● Entries shown:
-------
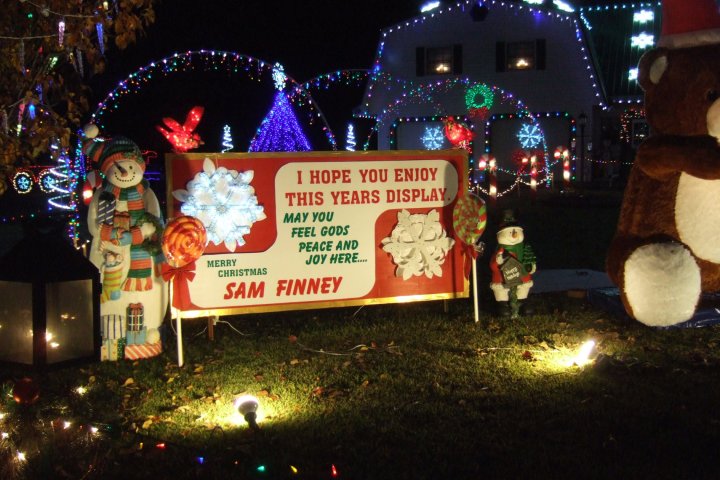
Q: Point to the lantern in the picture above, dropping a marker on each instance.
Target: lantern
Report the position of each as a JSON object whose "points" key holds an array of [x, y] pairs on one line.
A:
{"points": [[49, 301]]}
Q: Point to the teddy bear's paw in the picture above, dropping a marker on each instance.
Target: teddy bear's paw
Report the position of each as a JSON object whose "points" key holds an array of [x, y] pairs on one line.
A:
{"points": [[662, 284]]}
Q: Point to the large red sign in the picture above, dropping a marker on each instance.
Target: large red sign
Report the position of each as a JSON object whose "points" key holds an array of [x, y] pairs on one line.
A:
{"points": [[310, 230]]}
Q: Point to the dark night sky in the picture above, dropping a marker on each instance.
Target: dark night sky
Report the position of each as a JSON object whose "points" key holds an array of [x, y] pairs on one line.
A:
{"points": [[308, 37]]}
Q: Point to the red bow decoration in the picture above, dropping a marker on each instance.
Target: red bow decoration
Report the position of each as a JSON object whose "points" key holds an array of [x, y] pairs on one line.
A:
{"points": [[180, 277], [470, 256]]}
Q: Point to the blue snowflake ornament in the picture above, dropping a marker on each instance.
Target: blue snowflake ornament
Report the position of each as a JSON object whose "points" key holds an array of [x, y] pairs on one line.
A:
{"points": [[224, 201]]}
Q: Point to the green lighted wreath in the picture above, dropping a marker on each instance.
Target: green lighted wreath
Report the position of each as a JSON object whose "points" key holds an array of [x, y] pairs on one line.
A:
{"points": [[479, 90]]}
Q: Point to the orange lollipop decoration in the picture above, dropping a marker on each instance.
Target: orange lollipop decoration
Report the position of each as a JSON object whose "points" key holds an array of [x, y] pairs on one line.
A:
{"points": [[183, 241]]}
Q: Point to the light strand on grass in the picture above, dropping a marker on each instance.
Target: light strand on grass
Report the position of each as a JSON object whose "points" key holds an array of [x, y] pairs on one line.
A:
{"points": [[233, 328], [350, 351]]}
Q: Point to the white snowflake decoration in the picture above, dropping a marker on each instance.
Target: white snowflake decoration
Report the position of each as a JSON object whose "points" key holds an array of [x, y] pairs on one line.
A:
{"points": [[433, 138], [224, 202], [418, 244], [530, 135]]}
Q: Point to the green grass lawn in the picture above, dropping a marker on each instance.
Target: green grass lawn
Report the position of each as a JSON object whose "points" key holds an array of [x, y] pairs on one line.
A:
{"points": [[407, 391]]}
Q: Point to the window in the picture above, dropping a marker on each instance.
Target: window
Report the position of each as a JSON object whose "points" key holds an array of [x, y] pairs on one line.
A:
{"points": [[526, 55], [439, 60], [520, 56]]}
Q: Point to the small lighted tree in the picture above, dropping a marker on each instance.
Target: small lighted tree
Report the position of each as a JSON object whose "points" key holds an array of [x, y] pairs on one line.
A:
{"points": [[280, 130], [350, 142], [227, 139]]}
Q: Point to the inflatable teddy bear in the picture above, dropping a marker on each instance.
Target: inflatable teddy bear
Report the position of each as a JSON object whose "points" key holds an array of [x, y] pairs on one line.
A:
{"points": [[666, 250], [512, 266], [125, 222]]}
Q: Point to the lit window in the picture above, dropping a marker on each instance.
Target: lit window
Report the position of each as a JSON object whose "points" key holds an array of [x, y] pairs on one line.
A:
{"points": [[520, 55], [642, 40], [439, 60], [643, 16]]}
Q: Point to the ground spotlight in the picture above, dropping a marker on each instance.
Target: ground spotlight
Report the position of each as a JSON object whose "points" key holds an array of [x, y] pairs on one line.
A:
{"points": [[583, 356], [247, 407]]}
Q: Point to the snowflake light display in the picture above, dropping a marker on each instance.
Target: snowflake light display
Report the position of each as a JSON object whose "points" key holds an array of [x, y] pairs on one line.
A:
{"points": [[279, 76], [418, 245], [23, 181], [224, 202], [433, 138], [530, 136]]}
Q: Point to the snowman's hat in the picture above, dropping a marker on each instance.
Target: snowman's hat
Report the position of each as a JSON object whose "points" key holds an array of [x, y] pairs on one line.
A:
{"points": [[689, 23]]}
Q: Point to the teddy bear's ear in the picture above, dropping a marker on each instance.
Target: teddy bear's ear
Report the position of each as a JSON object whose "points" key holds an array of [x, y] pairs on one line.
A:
{"points": [[652, 67]]}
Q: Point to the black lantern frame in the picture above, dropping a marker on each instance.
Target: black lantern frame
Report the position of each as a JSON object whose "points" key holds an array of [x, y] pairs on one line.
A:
{"points": [[49, 302]]}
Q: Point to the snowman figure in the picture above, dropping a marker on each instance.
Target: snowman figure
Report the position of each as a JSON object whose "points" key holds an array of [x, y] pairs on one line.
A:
{"points": [[125, 222], [512, 267]]}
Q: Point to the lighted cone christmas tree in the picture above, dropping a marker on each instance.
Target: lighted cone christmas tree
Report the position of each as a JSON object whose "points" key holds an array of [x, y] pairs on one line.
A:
{"points": [[280, 130], [350, 142], [227, 139]]}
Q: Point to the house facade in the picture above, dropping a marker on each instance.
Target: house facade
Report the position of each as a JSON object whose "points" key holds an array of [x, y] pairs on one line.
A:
{"points": [[533, 68]]}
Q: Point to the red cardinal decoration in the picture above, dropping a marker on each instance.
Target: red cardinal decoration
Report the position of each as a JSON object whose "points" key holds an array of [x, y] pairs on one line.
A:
{"points": [[458, 134], [181, 137]]}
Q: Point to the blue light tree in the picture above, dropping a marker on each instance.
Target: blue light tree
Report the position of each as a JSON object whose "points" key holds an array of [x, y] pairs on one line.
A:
{"points": [[280, 130]]}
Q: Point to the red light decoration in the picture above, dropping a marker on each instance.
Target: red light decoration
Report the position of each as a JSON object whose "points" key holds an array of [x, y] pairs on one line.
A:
{"points": [[458, 134], [181, 137], [564, 153], [26, 391]]}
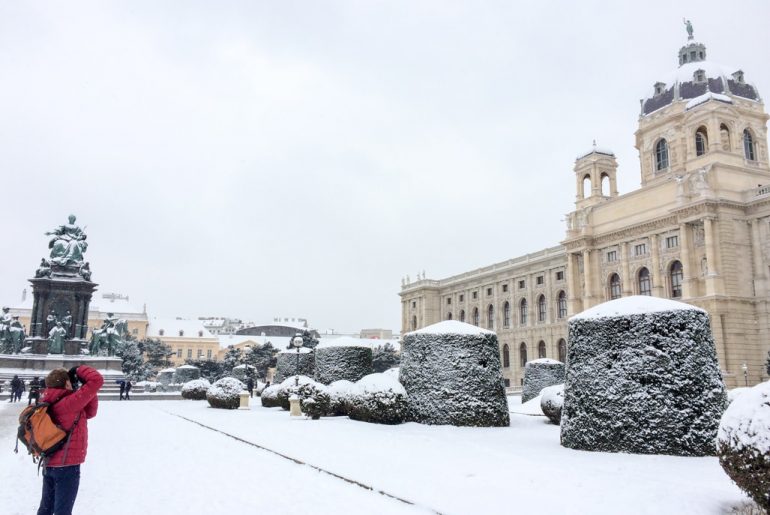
-------
Return every line of the items above that contains the word "green".

Q: Point to the green lighted wreath in the picture above, dropping a marker on each instance.
Target: green lighted wreath
Q: Point to the green grass lawn in the picture above, dropping a marker on each instance.
Target: green grass lawn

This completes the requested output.